Prompt: Write out the listing in full, matching it word for word.

# # # #

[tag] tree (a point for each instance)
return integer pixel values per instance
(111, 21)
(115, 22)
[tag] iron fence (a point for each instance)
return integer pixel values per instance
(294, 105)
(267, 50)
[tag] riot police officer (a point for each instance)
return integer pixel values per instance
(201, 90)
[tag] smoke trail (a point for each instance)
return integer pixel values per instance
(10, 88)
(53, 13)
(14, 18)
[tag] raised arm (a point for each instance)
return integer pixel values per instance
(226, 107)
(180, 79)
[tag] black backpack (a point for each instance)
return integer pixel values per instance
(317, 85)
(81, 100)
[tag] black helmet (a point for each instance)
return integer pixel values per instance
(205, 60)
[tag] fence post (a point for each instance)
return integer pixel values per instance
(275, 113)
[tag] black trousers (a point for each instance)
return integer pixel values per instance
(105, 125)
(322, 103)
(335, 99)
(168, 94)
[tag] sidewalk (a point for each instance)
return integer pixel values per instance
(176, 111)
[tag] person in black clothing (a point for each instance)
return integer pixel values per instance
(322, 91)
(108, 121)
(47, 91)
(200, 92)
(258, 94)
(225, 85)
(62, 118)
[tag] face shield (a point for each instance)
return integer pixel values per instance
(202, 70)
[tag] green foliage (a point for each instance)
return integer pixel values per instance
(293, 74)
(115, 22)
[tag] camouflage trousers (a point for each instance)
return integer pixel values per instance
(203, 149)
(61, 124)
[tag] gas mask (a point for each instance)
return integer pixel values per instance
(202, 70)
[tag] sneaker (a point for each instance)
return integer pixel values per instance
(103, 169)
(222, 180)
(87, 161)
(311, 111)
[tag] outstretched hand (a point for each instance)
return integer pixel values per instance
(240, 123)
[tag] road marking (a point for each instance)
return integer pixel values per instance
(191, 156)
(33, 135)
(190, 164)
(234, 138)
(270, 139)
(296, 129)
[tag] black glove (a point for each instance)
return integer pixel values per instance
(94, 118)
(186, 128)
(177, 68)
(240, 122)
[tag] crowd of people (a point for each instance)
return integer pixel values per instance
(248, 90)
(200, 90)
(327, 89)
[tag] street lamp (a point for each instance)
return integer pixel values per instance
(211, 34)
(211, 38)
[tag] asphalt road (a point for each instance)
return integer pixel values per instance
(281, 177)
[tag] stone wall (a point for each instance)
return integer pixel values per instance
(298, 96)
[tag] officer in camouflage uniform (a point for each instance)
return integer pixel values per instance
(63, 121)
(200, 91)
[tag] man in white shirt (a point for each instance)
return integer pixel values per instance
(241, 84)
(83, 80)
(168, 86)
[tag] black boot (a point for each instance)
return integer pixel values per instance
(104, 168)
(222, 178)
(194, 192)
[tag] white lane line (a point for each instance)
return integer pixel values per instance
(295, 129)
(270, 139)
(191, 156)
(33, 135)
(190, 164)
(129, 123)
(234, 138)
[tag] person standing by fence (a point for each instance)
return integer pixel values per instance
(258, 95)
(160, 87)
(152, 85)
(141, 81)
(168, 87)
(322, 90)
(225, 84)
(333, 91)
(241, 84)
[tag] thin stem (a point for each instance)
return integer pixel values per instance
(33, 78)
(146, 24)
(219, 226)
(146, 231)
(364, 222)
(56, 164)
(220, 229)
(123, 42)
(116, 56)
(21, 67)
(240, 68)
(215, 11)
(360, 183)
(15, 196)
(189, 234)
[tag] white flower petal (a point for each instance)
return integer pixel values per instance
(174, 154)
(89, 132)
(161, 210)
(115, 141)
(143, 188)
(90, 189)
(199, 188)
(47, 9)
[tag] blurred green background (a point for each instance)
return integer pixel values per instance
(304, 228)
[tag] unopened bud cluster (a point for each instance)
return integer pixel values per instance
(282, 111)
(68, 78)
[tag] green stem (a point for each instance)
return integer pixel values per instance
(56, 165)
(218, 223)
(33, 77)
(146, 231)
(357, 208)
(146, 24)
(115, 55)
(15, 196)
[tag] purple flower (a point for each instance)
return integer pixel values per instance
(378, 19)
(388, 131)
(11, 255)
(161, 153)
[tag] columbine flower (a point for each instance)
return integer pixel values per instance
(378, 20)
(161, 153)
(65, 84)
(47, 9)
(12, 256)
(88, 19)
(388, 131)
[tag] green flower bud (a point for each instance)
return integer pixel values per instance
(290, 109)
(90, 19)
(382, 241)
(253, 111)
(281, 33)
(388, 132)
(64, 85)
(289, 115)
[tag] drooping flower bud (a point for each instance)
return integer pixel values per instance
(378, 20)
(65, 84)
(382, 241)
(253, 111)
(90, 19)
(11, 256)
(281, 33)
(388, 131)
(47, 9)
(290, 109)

# # # #

Problem solution:
[tag] tree (a point for each instance)
return integer pixel values per instance
(111, 21)
(115, 22)
[tag] iron fence (a point for each instance)
return integer pixel values per instance
(294, 105)
(267, 50)
[tag] riot police officer (a point for each instance)
return integer pixel values per instance
(201, 90)
[tag] smoke trail (a point for each instance)
return integer pixel values per instance
(10, 88)
(53, 13)
(14, 18)
[tag] raised arm (a point for each instance)
return integer pixel values per instance
(226, 107)
(180, 79)
[tag] black backpack (a point for each instance)
return integer pixel values per instance
(317, 85)
(81, 100)
[tag] black helmet (a point for each instance)
return integer pixel values per instance
(205, 60)
[tag] fence post (a point for each instance)
return integer pixel values per instance
(275, 113)
[tag] black trousers (a point for each instance)
return integer pixel values per instance
(105, 125)
(322, 103)
(335, 99)
(168, 94)
[tag] sidewalk (a point for each instance)
return integer pixel values per instance
(176, 111)
[tag] person in black clothing (a point for each instance)
return integer pixel values per instance
(322, 91)
(108, 121)
(47, 91)
(200, 92)
(258, 94)
(225, 85)
(62, 118)
[tag] face shield (a point for each instance)
return integer pixel values per instance
(202, 70)
[tag] green foliage (a point for each instance)
return integer pixel values per instance
(293, 74)
(115, 22)
[tag] camouflage trousers (a point for each instance)
return integer pixel values per instance
(203, 149)
(61, 124)
[tag] gas mask (a point for each instance)
return integer pixel values per instance
(202, 70)
[tag] sneaker (a point for each instance)
return integer pixel values per instance
(103, 169)
(222, 180)
(87, 161)
(311, 111)
[tag] outstretched hand (a point for each instance)
return integer pixel values per instance
(240, 123)
[tag] road marking (a point for each instance)
return integer pixel values per instance
(191, 156)
(33, 135)
(190, 164)
(234, 138)
(270, 139)
(296, 129)
[tag] black glove (a point for each instance)
return integer pixel values per instance
(94, 118)
(186, 128)
(177, 68)
(240, 122)
[tag] crowd of people (a point for each instance)
return integer pixel values per instance
(248, 90)
(200, 90)
(327, 89)
[tag] street lamp (a point for each instance)
return integer pixel values per instance
(211, 34)
(211, 38)
[tag] asphalt road (a point for each instance)
return integer pixel values per instance
(281, 177)
[tag] stone wall (a point for each instance)
return integer pixel values per instance
(298, 96)
[tag] officer in camouflage uniform (a point for each instance)
return integer pixel values per instance
(63, 121)
(200, 91)
[tag] man in white shirt (a point for each instance)
return integer pixel values per instance
(241, 84)
(83, 80)
(168, 86)
[tag] black boot (a point for each instance)
return integer pixel values per instance
(104, 168)
(222, 178)
(194, 192)
[tag] white lane line (a point for each instance)
return integer pixel values per instance
(295, 129)
(270, 139)
(191, 156)
(33, 135)
(190, 164)
(129, 123)
(234, 138)
[tag] person standing by fence (a point for each instance)
return integer pixel values per instance
(258, 95)
(160, 87)
(152, 85)
(141, 81)
(168, 87)
(322, 90)
(225, 84)
(333, 91)
(241, 84)
[tag] thin stem (a point for each instance)
return integer pixel values per instance
(33, 78)
(146, 24)
(219, 226)
(146, 231)
(364, 222)
(56, 164)
(220, 229)
(123, 42)
(116, 56)
(21, 67)
(240, 68)
(215, 11)
(360, 183)
(15, 196)
(189, 234)
[tag] white flower petal (a point for each instance)
return integer pixel values per instance
(174, 154)
(89, 132)
(161, 210)
(115, 141)
(143, 188)
(90, 189)
(199, 188)
(47, 9)
[tag] blurred green background (a point for each instance)
return integer pixel values per instance
(304, 228)
[tag] unopened bud cluster (a point for each instance)
return integer pixel values per instance
(282, 111)
(68, 78)
[tag] green stem (a point for each instance)
return integer pixel values per instance
(56, 165)
(218, 223)
(33, 77)
(146, 231)
(357, 208)
(146, 24)
(115, 55)
(15, 196)
[tag] purple flower (a point for each instance)
return integer pixel values per instance
(378, 19)
(388, 131)
(11, 255)
(161, 153)
[tag] columbine flower (a point for each instance)
return integer pixel values per instance
(378, 20)
(161, 153)
(65, 84)
(47, 9)
(12, 256)
(88, 19)
(388, 131)
[tag] green flower bud (a point for each instance)
return integer pixel values per instance
(290, 109)
(90, 19)
(382, 241)
(253, 111)
(281, 33)
(388, 132)
(64, 85)
(289, 115)
[tag] drooping flower bud (a point for each instance)
return integer pixel values per instance
(378, 20)
(65, 84)
(382, 241)
(253, 111)
(90, 19)
(11, 256)
(281, 33)
(388, 131)
(47, 9)
(290, 109)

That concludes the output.